■ DATA FOR THIS TASK:
/---

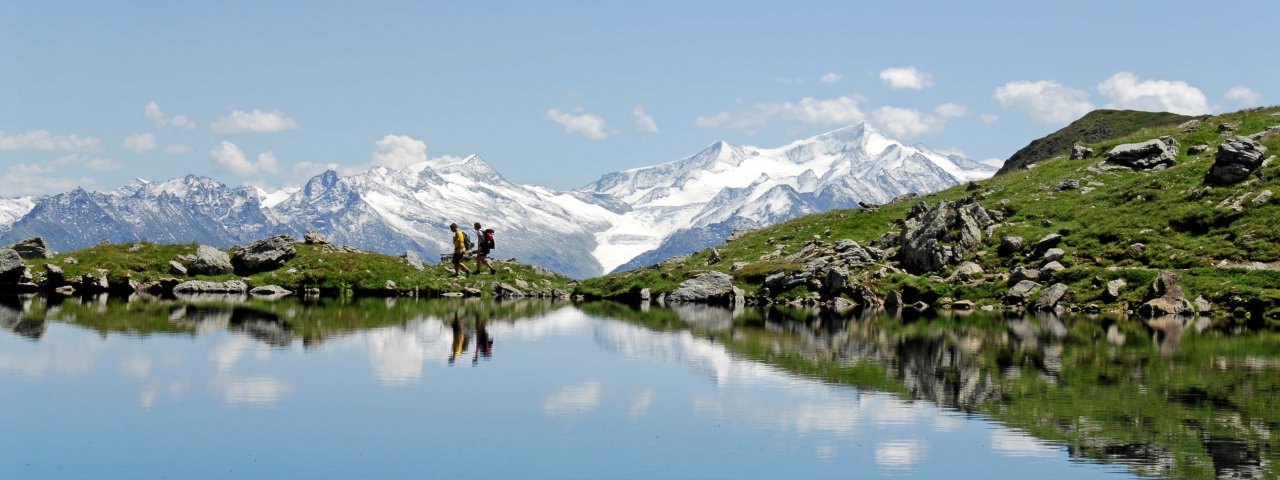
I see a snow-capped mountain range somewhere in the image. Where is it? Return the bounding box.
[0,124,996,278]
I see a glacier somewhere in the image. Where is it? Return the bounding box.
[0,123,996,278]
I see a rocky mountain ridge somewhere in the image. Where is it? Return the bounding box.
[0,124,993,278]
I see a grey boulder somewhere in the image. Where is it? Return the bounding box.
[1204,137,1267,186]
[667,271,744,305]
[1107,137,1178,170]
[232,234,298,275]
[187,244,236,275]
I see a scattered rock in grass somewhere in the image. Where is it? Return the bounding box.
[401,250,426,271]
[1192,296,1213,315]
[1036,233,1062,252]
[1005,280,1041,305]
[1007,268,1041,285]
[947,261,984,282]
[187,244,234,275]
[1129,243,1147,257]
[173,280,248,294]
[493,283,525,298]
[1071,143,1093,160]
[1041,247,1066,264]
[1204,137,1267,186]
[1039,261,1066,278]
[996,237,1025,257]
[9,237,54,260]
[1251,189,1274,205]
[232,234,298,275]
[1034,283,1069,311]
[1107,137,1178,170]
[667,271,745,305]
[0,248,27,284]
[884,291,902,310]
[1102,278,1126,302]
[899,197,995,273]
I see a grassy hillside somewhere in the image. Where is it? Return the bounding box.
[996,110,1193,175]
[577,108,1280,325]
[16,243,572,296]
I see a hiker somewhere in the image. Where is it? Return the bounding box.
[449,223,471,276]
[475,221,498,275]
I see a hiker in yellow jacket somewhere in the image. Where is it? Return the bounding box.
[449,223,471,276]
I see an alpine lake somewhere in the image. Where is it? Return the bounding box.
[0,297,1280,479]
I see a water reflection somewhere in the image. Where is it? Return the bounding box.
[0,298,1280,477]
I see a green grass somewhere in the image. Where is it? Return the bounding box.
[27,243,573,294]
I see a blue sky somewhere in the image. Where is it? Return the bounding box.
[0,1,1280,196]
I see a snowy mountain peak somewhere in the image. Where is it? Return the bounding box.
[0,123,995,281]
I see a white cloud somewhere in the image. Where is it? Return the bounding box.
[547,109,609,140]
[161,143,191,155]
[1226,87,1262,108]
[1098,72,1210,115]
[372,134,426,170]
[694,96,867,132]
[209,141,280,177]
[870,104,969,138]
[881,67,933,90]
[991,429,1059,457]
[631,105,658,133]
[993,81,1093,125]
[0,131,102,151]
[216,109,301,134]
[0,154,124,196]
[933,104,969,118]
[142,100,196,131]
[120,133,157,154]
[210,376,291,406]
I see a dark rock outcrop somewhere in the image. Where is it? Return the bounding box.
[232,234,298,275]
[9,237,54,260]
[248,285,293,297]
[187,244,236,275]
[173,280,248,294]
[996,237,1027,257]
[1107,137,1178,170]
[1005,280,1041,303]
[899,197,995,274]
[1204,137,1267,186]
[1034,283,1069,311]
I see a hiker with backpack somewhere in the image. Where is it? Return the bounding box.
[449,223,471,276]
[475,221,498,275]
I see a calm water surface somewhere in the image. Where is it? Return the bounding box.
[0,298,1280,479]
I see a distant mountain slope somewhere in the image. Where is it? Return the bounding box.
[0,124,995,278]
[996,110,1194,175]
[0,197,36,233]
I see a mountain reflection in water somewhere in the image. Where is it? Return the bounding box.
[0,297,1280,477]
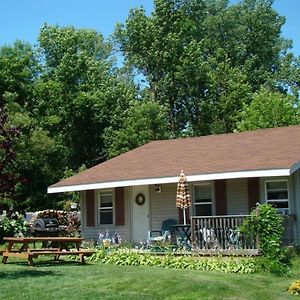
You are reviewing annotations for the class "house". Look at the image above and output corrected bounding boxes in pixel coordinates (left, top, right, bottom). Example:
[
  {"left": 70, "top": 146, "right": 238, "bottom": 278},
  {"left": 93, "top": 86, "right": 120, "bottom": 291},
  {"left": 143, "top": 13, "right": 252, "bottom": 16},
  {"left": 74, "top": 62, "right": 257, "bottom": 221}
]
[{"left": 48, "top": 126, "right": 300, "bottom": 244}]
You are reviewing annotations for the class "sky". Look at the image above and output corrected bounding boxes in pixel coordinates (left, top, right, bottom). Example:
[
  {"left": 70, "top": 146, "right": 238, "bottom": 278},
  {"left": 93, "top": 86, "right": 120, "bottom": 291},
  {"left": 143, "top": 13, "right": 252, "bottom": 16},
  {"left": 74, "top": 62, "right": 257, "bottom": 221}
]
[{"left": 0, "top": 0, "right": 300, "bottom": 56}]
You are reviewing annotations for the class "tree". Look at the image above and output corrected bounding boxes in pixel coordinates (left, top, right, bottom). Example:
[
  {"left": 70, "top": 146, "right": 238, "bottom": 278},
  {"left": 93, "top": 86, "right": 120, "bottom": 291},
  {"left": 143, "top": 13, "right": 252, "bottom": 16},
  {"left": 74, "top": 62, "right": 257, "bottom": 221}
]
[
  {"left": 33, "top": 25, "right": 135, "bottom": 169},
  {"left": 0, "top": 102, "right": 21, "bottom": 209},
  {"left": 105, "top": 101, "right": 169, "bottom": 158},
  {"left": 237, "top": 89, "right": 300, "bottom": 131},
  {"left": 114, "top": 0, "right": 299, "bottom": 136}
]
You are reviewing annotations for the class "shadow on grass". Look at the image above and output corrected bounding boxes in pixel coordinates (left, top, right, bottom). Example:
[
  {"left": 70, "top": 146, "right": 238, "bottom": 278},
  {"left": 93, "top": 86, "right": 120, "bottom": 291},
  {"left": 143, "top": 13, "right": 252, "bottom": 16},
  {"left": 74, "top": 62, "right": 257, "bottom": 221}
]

\---

■ WRITTEN REQUEST: Rewrite the lines above as a numbered list, starting at the line that contains "I see a glacier" and ending after the line that contains "[0,124,993,278]". Leave out any blank lines.

■ CORRECT RESULT:
1. I see a glacier somewhere in the image. Where is it? Return the bounding box.
2. [0,123,996,278]
3. I see a rocky mountain ridge somewhere in the image. Where is it? Return the bounding box.
4. [0,124,993,278]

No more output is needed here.